What is needed is the exact text of each line in the listing below from the one with "by [[113, 136]]." up to and including the one with "Each instance receives one point. Annotate the pruned", and no pictures.
#####
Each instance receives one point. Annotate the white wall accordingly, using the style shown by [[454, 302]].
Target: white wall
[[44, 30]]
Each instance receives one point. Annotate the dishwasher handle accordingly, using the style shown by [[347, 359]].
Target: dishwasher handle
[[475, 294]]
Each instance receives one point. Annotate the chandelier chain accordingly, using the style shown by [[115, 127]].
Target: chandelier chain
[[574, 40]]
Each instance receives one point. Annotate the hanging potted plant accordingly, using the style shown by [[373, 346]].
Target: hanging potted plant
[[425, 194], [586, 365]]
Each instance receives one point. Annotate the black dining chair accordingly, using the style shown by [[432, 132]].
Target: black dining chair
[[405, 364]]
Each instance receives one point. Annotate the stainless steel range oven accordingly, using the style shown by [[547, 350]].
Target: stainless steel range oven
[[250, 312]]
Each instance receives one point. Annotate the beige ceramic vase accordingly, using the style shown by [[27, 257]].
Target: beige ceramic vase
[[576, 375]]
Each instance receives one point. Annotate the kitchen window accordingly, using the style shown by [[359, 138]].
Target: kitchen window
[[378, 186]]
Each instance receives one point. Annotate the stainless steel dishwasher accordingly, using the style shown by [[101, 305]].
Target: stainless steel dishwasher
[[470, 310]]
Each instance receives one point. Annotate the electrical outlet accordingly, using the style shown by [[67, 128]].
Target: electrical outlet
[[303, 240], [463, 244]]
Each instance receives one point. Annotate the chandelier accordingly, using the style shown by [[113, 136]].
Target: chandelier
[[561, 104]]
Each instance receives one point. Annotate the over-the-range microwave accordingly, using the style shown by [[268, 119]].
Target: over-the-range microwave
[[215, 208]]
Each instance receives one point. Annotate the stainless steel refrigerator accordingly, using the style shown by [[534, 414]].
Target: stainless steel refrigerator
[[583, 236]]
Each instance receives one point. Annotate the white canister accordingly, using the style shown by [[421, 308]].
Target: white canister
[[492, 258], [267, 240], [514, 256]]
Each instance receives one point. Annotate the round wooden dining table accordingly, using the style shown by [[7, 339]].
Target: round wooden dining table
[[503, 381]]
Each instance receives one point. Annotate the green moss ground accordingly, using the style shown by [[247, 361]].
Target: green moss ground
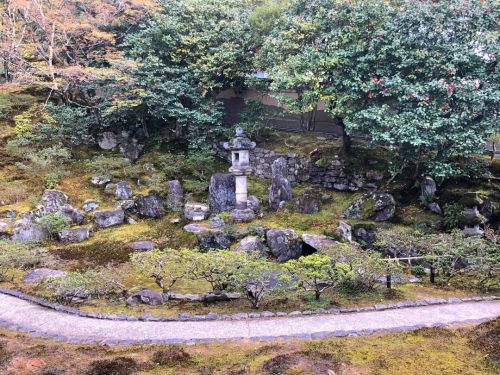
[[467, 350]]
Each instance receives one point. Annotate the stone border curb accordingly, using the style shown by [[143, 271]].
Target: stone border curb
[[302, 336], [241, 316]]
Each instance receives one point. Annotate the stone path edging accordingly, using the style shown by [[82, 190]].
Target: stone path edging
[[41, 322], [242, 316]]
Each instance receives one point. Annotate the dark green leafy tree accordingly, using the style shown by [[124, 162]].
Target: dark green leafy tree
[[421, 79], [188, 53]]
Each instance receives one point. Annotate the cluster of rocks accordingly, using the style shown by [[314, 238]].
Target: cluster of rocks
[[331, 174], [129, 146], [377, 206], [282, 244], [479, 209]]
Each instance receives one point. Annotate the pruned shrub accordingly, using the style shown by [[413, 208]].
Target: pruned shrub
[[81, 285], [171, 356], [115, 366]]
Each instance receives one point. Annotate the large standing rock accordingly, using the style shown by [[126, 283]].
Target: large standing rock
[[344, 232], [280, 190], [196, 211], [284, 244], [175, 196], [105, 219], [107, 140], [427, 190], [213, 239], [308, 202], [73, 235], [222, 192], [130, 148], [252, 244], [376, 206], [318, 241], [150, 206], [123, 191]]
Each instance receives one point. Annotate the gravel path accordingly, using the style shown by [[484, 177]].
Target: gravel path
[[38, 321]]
#####
__Written response__.
Each instance receives one point. Annotate the chandelier accordingly, using the style shown by [[113, 136]].
Target: chandelier
[[561, 104]]
Each instance receives one point. Annotate the over-the-range microwave accordingly, using the style shown by [[268, 119]].
Target: over-the-range microwave
[[215, 208]]
Each instance receives one point. Annotate the stainless steel refrigerator accordingly, using the style shown by [[534, 414]].
Target: stainless steel refrigerator
[[583, 236]]
Each instance receives one point. Annotate the white canister accordingly, using the style shown by [[421, 308]].
Target: white canister
[[492, 258], [267, 240], [514, 256]]
Each instance receives one point. Annotate the round wooden dining table accordingly, using the style shown by [[7, 339]].
Target: round wooden dining table
[[503, 381]]
Each instance receives one point. Annotate the green moss ground accordingly, using the style shown by [[247, 361]].
Target: green moss ground
[[467, 350]]
Each instance receives one point. Annotate the stone border curb accordingly, using the style shown by [[143, 271]].
Target: stone border curb
[[302, 336], [241, 316]]
Each instance receives one point. Annotate the stone path edging accordingly, using the style shown by [[82, 190]].
Target: stone path edging
[[41, 322], [242, 316]]
Each instance receives one point. Annotate the dark green leafy tree accordingly, using the style shown by [[124, 162]].
Target: dark green leafy tree
[[421, 79], [188, 53]]
Each instance receives one point. Annotate the cluster of rocks accordingly, using the style shown by [[314, 238]].
Target: cluster of rocks
[[331, 174], [129, 146], [377, 206], [282, 244], [479, 209]]
Each instance receives one point. Annotate the pruned shrub accordingly, using the style shown by [[413, 208]].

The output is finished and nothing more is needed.